What you should do
The answer must be an exact copy of the entries that follow, with all images removed.

Supplied data
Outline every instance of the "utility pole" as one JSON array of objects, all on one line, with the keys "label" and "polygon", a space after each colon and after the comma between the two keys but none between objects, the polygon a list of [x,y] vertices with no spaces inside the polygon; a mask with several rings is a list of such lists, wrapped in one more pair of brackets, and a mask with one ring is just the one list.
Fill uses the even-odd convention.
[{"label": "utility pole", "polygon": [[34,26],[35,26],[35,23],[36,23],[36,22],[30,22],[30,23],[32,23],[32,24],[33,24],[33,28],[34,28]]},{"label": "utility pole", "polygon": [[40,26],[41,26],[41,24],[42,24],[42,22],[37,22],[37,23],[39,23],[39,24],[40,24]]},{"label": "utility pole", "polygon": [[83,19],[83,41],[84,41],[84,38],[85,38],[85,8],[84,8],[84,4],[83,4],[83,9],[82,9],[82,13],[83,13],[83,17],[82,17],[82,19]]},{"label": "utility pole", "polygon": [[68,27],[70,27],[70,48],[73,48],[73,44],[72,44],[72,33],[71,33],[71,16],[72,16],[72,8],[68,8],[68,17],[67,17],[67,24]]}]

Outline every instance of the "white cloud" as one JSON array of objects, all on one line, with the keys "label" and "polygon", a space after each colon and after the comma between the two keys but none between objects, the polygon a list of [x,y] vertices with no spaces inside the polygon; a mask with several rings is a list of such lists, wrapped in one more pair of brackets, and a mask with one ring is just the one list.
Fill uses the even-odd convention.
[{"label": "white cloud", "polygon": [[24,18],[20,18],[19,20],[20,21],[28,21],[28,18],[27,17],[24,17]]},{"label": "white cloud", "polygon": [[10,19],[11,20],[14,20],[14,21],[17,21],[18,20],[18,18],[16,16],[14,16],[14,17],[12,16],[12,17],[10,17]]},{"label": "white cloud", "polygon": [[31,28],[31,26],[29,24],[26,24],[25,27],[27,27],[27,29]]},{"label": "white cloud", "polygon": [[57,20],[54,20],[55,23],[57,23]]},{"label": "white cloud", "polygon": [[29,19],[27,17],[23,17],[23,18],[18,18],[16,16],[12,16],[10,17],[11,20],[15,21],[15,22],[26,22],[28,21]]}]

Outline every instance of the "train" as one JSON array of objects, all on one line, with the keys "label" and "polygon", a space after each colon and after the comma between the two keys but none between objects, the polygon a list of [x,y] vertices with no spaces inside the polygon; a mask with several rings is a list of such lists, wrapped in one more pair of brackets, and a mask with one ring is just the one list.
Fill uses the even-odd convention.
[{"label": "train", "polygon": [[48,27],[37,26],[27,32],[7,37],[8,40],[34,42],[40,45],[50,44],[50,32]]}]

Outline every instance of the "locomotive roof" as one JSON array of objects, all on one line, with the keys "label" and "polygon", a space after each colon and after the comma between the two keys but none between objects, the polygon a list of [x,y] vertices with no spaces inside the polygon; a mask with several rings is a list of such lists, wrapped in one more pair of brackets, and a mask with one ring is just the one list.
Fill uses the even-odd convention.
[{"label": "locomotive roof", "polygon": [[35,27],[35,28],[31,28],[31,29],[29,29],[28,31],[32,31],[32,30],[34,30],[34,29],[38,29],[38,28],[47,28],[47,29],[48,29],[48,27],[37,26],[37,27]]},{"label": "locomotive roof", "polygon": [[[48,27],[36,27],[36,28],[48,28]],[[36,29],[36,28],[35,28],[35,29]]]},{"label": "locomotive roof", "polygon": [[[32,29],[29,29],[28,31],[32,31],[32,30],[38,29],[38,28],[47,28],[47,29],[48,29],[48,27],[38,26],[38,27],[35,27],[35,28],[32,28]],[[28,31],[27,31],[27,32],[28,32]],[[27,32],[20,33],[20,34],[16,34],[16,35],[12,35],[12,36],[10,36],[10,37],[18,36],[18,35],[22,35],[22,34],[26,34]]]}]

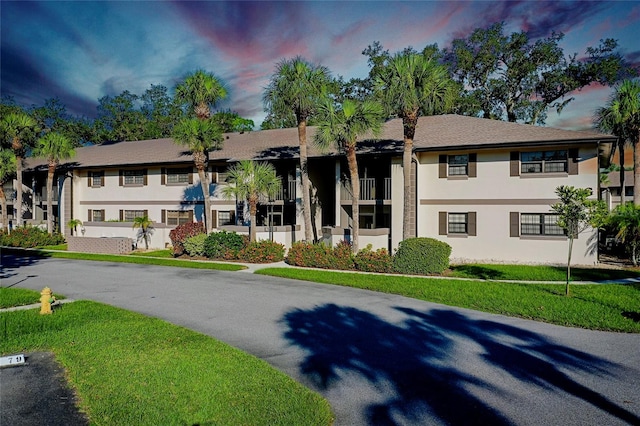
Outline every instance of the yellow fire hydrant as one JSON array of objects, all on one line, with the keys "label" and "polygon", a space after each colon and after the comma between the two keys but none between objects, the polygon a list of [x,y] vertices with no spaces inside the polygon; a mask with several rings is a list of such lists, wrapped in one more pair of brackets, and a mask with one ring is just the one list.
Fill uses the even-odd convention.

Task response
Outline every instance of the "utility pole" as one JSON array of objects, all on one line, with the keys "label" and "polygon", a space after each colon and after the comma between the two keys but none between objects, the polygon a list of [x,y] vertices with no spaces inside the polygon; a mask with several rings is a list of such lists, wrapped in one more pair of brackets, and a mask with one ring is just the one list.
Fill uses the even-odd convention.
[{"label": "utility pole", "polygon": [[34,26],[35,26],[35,23],[36,23],[36,22],[30,22],[30,23],[32,23],[32,24],[33,24],[33,28],[34,28]]},{"label": "utility pole", "polygon": [[40,26],[41,26],[41,24],[42,24],[42,22],[37,22],[37,23],[39,23],[39,24],[40,24]]},{"label": "utility pole", "polygon": [[83,19],[83,41],[84,41],[84,38],[85,38],[85,8],[84,8],[84,4],[83,4],[83,9],[82,9],[82,13],[83,13],[83,17],[82,17],[82,19]]},{"label": "utility pole", "polygon": [[68,27],[70,27],[70,48],[73,48],[73,44],[72,44],[72,33],[71,33],[71,16],[72,16],[72,8],[68,8],[68,17],[67,17],[67,24]]}]

Outline every instance of the "white cloud" as one JSON array of objects, all on one line, with the keys "label" and "polygon", a space after each colon and after the comma between the two keys but none between objects, the polygon a list of [x,y] vertices with no spaces inside the polygon; a mask with several rings is a list of such lists, wrapped in one more pair of brackets, and a mask with one ring is just the one list.
Fill uses the even-odd convention.
[{"label": "white cloud", "polygon": [[24,18],[20,18],[19,20],[20,21],[28,21],[28,18],[27,17],[24,17]]},{"label": "white cloud", "polygon": [[10,19],[11,20],[14,20],[14,21],[17,21],[18,20],[18,18],[16,16],[14,16],[14,17],[12,16],[12,17],[10,17]]},{"label": "white cloud", "polygon": [[31,28],[31,26],[29,24],[26,24],[25,27],[27,27],[27,29]]},{"label": "white cloud", "polygon": [[57,20],[54,20],[55,23],[57,23]]},{"label": "white cloud", "polygon": [[29,19],[27,17],[23,17],[23,18],[18,18],[16,16],[12,16],[10,17],[11,20],[15,21],[15,22],[26,22],[28,21]]}]

Outline every instance of the "train" as one JSON array of objects, all on one line, with the keys "label" and "polygon", a space after each colon and after the comma between the two keys but none between objects, the polygon a list of [x,y] vertices with no spaces inside the polygon; a mask with several rings is a list of such lists, wrapped in one more pair of brackets, and a mask with one ring is just the one list.
Fill uses the even-odd convention.
[{"label": "train", "polygon": [[48,27],[37,26],[27,32],[7,37],[8,40],[34,42],[40,45],[50,44],[50,32]]}]

Outline every instance of the "locomotive roof" as one JSON array of objects, all on one line, with the keys "label" and "polygon", a space after each colon and after the comma between the two keys but none between objects, the polygon a list of [x,y] vertices with no spaces inside the polygon; a mask with several rings is a list of such lists, wrapped in one more pair of brackets, and a mask with one ring is just the one list.
Fill uses the even-odd convention.
[{"label": "locomotive roof", "polygon": [[35,27],[35,28],[31,28],[31,29],[29,29],[28,31],[32,31],[32,30],[34,30],[34,29],[38,29],[38,28],[47,28],[47,29],[48,29],[48,27],[37,26],[37,27]]},{"label": "locomotive roof", "polygon": [[[48,27],[36,27],[36,28],[48,28]],[[36,29],[36,28],[35,28],[35,29]]]},{"label": "locomotive roof", "polygon": [[[32,29],[29,29],[28,31],[32,31],[32,30],[38,29],[38,28],[47,28],[47,29],[48,29],[48,27],[38,26],[38,27],[35,27],[35,28],[32,28]],[[28,31],[27,31],[27,32],[28,32]],[[27,32],[20,33],[20,34],[16,34],[16,35],[12,35],[12,36],[10,36],[10,37],[18,36],[18,35],[22,35],[22,34],[26,34]]]}]

Outline every instance of the yellow fire hydrant as one JSON array of objects, all on one line, with the keys "label" and "polygon", a space after each colon and after the comma between the two keys but none between objects, the polygon a list of [x,y] vertices with no spaces inside the polygon; a mask with several rings is a list of such lists, wrapped in one more pair of brackets, and a mask with one ring is just the one list.
Fill uses the even-odd convention.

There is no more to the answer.